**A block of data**
╭──
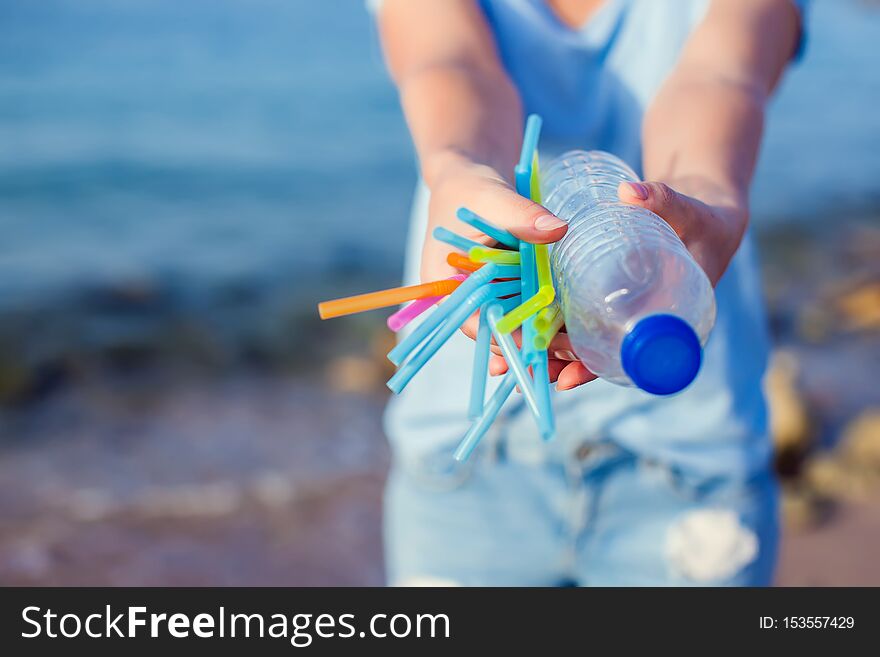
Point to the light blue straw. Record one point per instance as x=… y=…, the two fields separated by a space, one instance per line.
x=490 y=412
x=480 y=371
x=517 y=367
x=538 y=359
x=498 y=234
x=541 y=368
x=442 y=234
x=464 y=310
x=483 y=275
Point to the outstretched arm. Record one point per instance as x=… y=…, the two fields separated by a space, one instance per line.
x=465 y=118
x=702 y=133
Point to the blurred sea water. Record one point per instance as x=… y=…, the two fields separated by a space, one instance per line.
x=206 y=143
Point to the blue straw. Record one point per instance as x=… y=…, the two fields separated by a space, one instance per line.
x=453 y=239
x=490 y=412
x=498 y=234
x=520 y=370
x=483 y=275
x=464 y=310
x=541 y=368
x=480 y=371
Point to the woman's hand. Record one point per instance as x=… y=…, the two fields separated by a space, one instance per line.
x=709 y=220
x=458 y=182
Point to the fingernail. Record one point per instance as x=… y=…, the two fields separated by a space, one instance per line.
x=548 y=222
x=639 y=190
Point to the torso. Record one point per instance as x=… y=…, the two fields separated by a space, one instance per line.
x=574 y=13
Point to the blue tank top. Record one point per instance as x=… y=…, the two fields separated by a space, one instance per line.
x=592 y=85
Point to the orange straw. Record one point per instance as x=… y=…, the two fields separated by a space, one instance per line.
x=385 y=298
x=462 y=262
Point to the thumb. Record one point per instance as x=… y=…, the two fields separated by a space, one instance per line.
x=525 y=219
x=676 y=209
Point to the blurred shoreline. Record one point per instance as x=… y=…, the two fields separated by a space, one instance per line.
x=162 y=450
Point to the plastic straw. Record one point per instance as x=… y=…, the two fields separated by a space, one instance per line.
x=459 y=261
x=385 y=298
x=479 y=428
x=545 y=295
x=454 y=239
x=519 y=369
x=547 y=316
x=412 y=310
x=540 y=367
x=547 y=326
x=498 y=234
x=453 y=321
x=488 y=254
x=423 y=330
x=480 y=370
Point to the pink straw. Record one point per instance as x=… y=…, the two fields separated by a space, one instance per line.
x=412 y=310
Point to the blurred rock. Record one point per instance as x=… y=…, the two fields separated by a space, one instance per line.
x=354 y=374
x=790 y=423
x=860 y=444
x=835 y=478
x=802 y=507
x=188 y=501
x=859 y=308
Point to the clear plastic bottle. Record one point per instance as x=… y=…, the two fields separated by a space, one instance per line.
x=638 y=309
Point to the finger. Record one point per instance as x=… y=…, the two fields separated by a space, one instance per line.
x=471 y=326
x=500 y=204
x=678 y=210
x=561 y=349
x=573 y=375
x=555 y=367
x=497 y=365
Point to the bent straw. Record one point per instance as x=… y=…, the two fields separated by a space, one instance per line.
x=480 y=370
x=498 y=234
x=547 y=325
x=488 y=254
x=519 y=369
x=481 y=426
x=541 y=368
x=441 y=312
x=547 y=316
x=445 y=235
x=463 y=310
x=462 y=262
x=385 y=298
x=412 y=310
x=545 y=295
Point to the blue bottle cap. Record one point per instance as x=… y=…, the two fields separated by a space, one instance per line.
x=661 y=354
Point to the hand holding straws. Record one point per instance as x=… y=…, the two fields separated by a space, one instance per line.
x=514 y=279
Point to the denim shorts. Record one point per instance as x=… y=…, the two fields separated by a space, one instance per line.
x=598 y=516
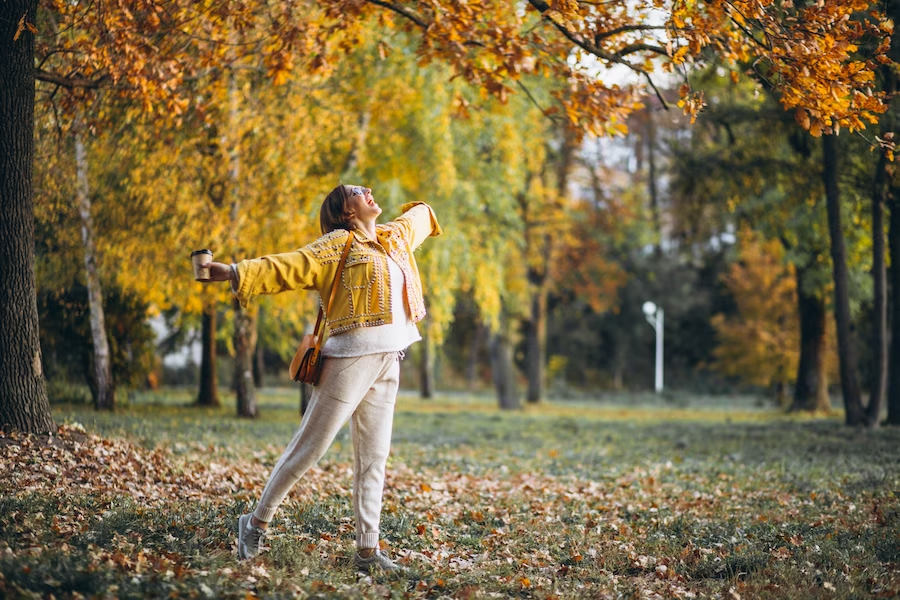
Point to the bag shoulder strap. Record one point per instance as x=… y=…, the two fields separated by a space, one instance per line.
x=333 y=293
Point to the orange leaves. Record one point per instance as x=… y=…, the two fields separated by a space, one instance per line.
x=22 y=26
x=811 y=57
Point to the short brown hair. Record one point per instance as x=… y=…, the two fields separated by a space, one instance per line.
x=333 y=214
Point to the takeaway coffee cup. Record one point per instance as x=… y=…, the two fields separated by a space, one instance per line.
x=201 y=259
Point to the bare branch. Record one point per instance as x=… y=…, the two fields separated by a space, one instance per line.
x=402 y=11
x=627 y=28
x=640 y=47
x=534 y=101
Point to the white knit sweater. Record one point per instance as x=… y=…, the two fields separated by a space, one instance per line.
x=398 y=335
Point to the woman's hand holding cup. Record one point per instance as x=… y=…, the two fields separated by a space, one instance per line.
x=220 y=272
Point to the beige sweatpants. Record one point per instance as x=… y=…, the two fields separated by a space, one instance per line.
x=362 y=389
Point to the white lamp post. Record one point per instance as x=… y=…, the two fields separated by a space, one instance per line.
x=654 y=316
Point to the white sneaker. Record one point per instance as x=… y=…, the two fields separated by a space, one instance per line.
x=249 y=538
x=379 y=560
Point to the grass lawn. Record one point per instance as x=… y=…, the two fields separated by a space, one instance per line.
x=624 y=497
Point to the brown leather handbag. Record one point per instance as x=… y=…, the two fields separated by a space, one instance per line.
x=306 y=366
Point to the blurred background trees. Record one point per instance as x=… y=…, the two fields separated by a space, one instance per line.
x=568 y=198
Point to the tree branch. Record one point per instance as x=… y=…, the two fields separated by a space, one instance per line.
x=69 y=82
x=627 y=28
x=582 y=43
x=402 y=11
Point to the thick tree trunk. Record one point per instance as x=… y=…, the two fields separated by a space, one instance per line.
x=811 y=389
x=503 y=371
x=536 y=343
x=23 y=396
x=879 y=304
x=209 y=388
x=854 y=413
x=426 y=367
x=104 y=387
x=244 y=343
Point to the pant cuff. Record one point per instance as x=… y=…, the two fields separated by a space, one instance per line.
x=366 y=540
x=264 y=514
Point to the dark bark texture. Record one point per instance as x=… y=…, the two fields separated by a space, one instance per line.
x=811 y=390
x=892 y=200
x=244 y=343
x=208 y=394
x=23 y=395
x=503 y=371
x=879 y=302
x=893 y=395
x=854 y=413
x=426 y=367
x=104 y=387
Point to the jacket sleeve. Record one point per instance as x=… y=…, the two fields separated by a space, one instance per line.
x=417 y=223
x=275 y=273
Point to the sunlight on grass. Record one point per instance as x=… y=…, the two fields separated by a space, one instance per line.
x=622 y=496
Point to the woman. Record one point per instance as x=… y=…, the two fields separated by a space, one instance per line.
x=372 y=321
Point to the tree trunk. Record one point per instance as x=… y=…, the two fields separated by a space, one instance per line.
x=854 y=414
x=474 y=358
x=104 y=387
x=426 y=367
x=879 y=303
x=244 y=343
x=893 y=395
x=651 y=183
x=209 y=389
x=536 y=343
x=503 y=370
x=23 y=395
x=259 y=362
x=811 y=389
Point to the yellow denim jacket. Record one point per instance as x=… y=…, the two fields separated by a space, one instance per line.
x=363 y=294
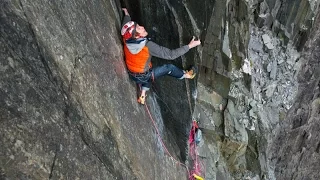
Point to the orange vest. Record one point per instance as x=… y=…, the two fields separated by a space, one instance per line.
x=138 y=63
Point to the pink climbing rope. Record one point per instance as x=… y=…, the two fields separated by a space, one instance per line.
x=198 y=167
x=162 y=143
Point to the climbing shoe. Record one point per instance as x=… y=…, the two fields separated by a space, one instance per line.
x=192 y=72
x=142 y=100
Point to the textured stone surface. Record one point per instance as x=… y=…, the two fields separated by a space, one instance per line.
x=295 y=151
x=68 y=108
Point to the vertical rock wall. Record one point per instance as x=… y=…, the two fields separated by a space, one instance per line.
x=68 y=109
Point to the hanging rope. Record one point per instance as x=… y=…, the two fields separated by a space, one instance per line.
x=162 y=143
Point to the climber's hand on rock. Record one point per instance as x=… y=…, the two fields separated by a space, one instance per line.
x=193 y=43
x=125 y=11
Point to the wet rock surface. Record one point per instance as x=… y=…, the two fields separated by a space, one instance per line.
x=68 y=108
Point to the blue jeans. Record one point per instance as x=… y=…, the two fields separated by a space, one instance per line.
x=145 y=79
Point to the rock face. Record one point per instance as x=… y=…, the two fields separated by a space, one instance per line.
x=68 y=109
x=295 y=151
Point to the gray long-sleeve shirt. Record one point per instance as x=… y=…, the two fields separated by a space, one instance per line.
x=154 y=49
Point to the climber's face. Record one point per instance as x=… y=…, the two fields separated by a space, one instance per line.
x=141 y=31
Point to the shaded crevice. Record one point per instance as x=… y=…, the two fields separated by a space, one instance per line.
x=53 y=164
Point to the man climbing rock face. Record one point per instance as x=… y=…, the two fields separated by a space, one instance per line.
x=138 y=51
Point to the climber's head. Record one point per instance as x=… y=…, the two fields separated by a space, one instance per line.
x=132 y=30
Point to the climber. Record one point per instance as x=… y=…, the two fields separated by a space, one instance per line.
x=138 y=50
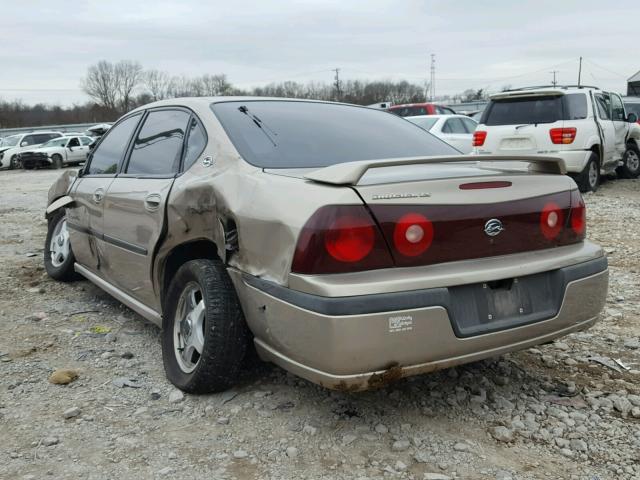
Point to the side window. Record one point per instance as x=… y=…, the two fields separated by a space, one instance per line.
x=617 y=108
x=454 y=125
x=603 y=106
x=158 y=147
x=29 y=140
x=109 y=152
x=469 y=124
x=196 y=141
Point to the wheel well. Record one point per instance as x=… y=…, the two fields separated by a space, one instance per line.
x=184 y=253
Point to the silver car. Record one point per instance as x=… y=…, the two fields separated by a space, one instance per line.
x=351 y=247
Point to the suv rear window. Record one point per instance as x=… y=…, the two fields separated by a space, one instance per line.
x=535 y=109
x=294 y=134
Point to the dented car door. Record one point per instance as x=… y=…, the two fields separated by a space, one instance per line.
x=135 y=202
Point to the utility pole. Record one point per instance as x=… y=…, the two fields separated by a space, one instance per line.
╰──
**Aim of the exercise**
Could you copy out every line from the line with "Point to the suv" to the line with "x=294 y=134", both ends included, and increase each x and y coordinate in the answer points by 34?

**Problem solution**
Point to the suv rear window. Record one point per instance as x=… y=…, the two fields separated by a space, one instance per line.
x=569 y=143
x=328 y=168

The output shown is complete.